• [GIVEN TASK]: Take all the material and copy it exactly.

• [DATA FOR THE TASK]:
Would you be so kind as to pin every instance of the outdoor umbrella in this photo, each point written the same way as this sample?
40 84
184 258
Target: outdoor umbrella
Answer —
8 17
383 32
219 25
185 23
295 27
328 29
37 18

• [RESULT FOR THIS EXERCISE]:
Would you be so kind as to pin every instance of the outdoor umbrella in this photo, each point written the same way as this sample?
40 84
184 258
Target: outdoor umbrella
Answer —
8 17
383 32
219 25
185 23
295 27
328 29
37 18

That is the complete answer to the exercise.